Text ▸
Mama Told Me Not to Come
|"Mama Told Me Not to Come"|
|Song by Eric Burdon & The Animals from the album Eric Is Here|
"Mama Told Me (Not to Come)" is a song by American singer-songwriter Randy Newman written for Eric Burdon's first solo album in 1966. Three Dog Night's 1970 pop rock cover of the song topped the U.S. pop singles charts. Stereophonics's cover also hit number four on the U.K. Singles Chart in 2000.
Newman original and first recordings
Newman says that the song was inspired by his own lighthearted reflection on the Los Angeles, California music scene of the late 1960s. As with most Newman songs, he assumes a character - in "Mama..." the narrator is a sheltered and extraordinarily straight-laced young man, who recounts what is presumably his first "wild" party in the big city, is shocked and appalled by cigarette-smoking, whiskey-drinking, and loud music) and — in the chorus of the song — he recalls his "mama told [him] not to come."
The first recording of "Mama Told Me Not to Come" was cut by Eric Burdon & The Animals. A scheduled single-release of September 1966 was withdrawn, but the song was eventually included on their 1967 album Eric Is Here.
Newman's own version of his song was released on the 1970 album 12 Songs, and was characterized by Newman's mid-tempo, rollicking piano accompaniment, as well as Ry Cooder's understated slide guitar part, both of which give the song the feel of a bluesy Ray Charles-style rhythm and blues number.
Three Dog Night version
|"Mama Told Me (Not to Come)"|
|Single by Three Dog Night|
|from the album It Ain't Easy|
|B-side||"Rock & Roll Widow"|
|Format||7" 45 RPM|
|Recorded||1969-1970 at American Recording Company|
|Length||2:59 (45 version)|
|Three Dog Night singles chronology|
Three Dog Night's version had the same 3/4 by 2/4 time change as Eric Burdon's version and featured Cory Wells singing lead in an almost humorous vocal-style, Jimmy Greenspoon playing a Wurlitzer electric piano, and Michael Allsup playing his guitar, which sounds like a violin on the recording.

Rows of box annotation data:
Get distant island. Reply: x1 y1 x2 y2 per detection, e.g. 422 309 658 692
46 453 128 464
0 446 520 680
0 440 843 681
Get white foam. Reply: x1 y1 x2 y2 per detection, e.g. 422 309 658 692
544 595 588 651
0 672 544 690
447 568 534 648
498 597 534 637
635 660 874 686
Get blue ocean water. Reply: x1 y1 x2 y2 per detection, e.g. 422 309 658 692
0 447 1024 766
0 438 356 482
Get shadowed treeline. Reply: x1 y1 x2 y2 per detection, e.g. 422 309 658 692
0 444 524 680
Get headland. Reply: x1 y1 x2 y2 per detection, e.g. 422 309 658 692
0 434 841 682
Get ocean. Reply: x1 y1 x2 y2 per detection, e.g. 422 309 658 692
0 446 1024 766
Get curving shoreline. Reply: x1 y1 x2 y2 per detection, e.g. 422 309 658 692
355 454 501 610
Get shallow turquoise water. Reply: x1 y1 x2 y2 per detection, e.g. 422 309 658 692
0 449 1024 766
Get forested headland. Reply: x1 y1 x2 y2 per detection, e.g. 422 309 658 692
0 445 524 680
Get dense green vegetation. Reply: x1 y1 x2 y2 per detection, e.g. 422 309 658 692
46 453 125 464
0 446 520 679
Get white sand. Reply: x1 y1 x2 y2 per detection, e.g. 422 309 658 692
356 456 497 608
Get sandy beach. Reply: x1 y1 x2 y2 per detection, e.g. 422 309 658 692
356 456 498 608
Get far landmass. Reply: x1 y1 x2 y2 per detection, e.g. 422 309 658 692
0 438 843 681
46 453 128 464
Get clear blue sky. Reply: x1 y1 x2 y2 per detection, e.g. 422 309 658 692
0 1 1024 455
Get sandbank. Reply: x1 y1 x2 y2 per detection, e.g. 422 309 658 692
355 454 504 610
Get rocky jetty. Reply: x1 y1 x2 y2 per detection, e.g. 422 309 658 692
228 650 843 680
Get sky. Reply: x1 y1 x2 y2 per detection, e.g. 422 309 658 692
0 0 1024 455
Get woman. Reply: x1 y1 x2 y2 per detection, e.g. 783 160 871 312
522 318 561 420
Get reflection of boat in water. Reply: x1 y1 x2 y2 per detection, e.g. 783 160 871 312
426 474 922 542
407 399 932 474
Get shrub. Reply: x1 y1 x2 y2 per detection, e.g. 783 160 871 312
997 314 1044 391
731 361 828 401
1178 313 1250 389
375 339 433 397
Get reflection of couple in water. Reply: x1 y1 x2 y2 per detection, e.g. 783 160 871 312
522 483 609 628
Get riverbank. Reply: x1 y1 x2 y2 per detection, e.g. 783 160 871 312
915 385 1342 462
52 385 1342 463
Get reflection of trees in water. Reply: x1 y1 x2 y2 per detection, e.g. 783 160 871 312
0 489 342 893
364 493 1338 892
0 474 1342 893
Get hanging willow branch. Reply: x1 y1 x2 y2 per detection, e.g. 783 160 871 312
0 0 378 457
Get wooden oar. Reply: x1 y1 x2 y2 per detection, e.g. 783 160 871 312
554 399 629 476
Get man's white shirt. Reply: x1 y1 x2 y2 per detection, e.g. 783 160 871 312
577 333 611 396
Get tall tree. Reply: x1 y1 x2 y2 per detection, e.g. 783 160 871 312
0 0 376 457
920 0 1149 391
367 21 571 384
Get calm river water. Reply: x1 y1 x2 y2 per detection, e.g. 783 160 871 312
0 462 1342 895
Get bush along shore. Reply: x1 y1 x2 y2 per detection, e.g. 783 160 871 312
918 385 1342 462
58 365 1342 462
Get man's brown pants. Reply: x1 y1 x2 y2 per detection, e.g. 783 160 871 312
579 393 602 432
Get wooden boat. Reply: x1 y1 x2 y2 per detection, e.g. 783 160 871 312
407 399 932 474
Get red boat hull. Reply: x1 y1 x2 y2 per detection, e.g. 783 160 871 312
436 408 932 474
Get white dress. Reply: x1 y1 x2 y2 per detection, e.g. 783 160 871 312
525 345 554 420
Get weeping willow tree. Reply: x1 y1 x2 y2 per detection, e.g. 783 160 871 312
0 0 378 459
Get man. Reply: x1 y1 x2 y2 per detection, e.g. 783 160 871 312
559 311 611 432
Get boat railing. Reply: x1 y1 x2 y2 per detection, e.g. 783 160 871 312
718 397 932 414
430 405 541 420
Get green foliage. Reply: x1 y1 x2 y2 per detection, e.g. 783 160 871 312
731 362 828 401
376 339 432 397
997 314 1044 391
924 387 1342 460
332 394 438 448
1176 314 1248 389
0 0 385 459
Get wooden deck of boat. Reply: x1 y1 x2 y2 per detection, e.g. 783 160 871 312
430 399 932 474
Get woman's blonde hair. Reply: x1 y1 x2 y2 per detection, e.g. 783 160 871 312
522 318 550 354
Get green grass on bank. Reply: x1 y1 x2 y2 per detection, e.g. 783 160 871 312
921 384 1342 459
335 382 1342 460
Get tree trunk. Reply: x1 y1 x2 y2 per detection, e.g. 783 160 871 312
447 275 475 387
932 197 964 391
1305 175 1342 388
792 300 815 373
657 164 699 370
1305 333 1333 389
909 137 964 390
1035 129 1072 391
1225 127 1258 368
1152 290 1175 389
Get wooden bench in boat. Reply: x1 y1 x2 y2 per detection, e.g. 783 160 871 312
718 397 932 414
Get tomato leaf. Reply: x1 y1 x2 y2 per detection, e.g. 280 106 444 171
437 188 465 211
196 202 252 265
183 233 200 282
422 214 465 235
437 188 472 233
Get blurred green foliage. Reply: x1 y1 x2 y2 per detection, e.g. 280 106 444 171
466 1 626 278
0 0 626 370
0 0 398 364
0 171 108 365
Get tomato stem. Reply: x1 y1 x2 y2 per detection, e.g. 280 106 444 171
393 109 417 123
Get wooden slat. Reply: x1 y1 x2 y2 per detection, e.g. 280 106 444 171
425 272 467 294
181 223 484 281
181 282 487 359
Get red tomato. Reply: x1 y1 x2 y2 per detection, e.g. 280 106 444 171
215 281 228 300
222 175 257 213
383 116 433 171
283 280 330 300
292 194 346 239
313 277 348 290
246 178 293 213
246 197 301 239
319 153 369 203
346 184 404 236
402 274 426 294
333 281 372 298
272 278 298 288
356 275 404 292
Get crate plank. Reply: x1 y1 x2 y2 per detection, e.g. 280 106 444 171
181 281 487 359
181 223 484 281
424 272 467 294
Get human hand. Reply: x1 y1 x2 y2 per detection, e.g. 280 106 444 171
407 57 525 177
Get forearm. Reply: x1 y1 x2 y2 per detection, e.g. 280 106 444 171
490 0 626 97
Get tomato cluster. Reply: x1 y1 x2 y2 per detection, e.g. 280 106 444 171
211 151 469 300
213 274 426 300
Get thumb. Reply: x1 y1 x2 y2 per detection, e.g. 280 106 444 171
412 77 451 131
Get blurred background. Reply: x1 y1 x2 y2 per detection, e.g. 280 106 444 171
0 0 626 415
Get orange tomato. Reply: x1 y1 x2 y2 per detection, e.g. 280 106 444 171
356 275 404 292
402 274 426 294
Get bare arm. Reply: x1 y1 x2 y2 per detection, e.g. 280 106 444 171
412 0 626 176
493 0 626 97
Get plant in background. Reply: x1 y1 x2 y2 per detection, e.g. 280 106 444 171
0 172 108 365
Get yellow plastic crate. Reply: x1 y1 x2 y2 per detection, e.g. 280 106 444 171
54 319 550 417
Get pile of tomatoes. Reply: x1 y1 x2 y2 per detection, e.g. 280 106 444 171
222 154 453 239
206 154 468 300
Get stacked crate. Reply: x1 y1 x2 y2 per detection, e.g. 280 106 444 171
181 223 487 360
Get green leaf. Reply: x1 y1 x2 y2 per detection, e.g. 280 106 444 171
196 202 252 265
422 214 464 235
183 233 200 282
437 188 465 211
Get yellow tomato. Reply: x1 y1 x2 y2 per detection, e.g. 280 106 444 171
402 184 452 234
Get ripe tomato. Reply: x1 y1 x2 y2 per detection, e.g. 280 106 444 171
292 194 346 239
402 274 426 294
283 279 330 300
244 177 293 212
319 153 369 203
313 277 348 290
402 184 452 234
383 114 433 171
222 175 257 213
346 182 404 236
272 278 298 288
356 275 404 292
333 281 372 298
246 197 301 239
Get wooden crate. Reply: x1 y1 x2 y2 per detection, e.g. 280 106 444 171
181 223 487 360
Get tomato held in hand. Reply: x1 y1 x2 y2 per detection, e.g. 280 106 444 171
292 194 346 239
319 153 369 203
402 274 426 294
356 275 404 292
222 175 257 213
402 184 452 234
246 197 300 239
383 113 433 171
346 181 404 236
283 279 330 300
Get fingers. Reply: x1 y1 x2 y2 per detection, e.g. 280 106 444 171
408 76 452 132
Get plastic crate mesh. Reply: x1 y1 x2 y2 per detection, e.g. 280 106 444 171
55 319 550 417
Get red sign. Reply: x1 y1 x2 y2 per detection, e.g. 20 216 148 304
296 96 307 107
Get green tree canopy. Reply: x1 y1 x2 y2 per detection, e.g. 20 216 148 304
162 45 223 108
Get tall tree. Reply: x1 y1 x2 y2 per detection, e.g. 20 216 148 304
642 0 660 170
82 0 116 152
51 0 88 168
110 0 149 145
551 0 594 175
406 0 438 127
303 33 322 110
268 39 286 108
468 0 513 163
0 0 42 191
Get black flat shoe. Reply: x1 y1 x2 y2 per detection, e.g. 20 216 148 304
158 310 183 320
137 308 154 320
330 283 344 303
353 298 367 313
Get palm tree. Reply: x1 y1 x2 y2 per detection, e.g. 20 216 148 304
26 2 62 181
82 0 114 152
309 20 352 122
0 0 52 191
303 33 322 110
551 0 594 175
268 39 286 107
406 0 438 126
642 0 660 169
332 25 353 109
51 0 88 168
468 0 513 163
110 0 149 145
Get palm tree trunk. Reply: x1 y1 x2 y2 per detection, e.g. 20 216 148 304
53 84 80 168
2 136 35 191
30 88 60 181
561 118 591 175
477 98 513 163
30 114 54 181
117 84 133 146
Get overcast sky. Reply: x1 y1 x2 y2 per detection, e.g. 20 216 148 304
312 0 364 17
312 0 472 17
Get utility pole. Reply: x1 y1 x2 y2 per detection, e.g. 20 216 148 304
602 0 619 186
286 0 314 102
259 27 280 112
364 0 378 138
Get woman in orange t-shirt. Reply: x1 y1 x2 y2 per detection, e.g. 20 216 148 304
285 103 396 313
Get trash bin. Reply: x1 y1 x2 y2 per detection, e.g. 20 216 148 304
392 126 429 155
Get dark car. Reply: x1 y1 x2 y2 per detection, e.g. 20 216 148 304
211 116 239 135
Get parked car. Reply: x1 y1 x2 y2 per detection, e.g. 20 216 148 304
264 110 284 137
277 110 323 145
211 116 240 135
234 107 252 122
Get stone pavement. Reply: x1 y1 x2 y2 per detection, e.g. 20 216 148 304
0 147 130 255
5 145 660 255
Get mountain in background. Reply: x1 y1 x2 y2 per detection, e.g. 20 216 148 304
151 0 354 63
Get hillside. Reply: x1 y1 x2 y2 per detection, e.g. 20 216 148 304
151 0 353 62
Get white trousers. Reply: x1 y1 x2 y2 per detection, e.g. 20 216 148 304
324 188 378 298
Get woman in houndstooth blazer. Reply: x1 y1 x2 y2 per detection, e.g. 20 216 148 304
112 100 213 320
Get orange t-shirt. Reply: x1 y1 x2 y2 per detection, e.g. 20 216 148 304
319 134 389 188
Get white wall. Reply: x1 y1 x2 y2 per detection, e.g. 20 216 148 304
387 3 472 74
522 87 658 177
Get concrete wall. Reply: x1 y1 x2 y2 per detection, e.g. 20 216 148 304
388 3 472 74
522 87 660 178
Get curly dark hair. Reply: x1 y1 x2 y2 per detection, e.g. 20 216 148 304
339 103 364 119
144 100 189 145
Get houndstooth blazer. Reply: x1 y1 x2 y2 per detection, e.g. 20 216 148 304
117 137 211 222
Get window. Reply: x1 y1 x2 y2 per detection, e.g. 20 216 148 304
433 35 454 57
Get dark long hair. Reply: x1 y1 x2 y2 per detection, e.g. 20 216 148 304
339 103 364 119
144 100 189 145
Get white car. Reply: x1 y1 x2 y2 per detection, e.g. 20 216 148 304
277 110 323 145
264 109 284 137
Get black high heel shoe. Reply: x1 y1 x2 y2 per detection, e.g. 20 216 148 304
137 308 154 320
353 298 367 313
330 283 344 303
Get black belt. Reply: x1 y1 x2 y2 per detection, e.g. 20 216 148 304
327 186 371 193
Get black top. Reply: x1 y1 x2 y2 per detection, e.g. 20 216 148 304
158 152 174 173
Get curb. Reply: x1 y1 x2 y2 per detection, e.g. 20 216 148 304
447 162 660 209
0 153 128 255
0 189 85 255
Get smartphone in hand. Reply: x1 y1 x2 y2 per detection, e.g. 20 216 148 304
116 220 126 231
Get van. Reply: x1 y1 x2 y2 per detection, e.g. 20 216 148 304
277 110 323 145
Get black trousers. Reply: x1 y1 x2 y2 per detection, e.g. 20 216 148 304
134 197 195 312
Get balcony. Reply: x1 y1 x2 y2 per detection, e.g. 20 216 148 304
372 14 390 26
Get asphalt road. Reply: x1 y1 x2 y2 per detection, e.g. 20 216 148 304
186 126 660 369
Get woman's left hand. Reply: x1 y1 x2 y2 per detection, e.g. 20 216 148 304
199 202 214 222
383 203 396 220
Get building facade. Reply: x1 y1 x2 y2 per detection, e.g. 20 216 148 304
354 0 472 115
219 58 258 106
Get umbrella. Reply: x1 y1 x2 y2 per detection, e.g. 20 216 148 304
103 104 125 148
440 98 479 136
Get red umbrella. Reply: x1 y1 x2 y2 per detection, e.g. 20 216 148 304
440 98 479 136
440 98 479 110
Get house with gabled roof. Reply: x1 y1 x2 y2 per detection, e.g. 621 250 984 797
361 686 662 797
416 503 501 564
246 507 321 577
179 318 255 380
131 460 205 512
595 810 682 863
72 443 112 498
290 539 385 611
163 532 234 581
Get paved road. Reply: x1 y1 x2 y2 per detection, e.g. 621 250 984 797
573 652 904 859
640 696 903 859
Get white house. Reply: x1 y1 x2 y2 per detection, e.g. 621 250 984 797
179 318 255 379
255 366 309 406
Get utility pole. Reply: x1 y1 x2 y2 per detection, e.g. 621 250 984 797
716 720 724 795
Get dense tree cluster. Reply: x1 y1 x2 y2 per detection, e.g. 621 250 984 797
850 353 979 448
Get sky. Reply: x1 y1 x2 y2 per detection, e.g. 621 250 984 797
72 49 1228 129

Exercise task 1 ▸ In the song article, what instrument does Jimmy Greenspoon play on the Three Dog Night version?
Exercise task 2 ▸ Set down the part of the song article starting with "Newman original and" and going on through "Eric Is Here.".
The listing above is separate material, unrelated to the song article.

Output 1 ▸ A Wurlitzer electric piano.

Output 2 ▸
Newman original and first recordings
Newman says that the song was inspired by his own lighthearted reflection on the Los Angeles, California music scene of the late 1960s. As with most Newman songs, he assumes a character - in "Mama..." the narrator is a sheltered and extraordinarily straight-laced young man, who recounts what is presumably his first "wild" party in the big city, is shocked and appalled by cigarette-smoking, whiskey-drinking, and loud music) and — in the chorus of the song — he recalls his "mama told [him] not to come."
The first recording of "Mama Told Me Not to Come" was cut by Eric Burdon & The Animals. A scheduled single-release of September 1966 was withdrawn, but the song was eventually included on their 1967 album Eric Is Here.